I had a career break for a couple of years to write my first novel, The Voyage of the Sun God, which is a historical novel set against the background of the harem conspiracy against Ramesses III. It was published in German in 2001 as Die Reise des Sonnengottes under my pen name, Susan Llewellyn; bizarre, because I’ve written it but I can’t read it. I haven’t given up the quest to find an English language publisher. I have a second novel in second draft and notes for lots of others.
I then had a go at management consultancy and a couple of other things, but they were transitional.
What ambitions did you have in school? Have they changed?
I wanted to be an archaeologist and a writer. I’ve achieved both of those, but haven’t (yet) succeeded in making them pay the bills. I’m not going back to archaeology now, but I will carry on writing fiction with an Egyptological background. Not many people get their first novel published, even if it is in German, so I’m optimistic.
What are you doing now?
The day job now is as Commissioning Adviser at the British Heart Foundation, which allows me to use my background in health policy to try to influence the people in the NHS who plan health services.

## Problems
1. In the interview excerpt about the speaker's career, what pen name appears on the German edition of the first novel?
2. Reproduce the passage of the interview excerpt that begins with the words "I then had a" and ends with the words "Have they changed?".
3. Write the next part of the interview excerpt about the speaker's career, starting right after its final sentence.

## Extracted material
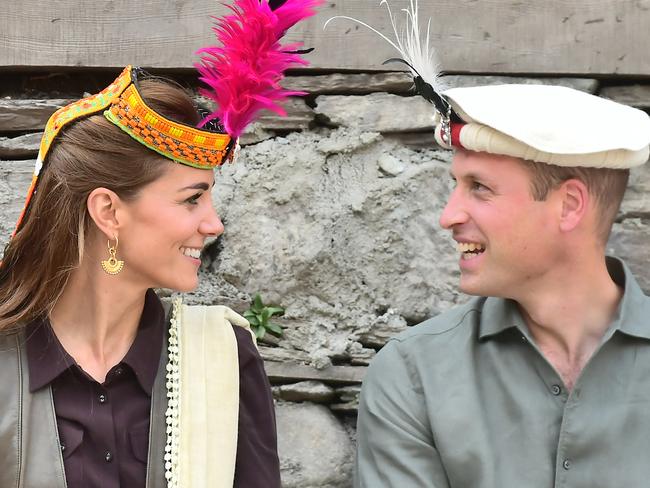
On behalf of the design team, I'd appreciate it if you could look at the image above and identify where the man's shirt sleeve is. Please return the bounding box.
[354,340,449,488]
--
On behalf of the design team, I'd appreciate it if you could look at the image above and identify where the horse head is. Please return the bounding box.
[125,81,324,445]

## Answers in order
1. Susan Llewellyn

2.
I then had a go at management consultancy and a couple of other things, but they were transitional.
What ambitions did you have in school? Have they changed?

3.
Would you like us to make a link to your website/ place of work/ College?
You may want to have a look at my blog, which will teach you a bit about hieroglyphs: Bear in mind you have to read it backwards, or you’ll get really confused!
The British Heart Foundation website is at:
What advice can you give any pupil who might want to do the same as you?
Figure out what you really love, then if you work hard to become good at it, it won’t feel like work.
What are the most exciting aspects of what you are doing now?
Seizing the opportunities of the Internet to change the way I work.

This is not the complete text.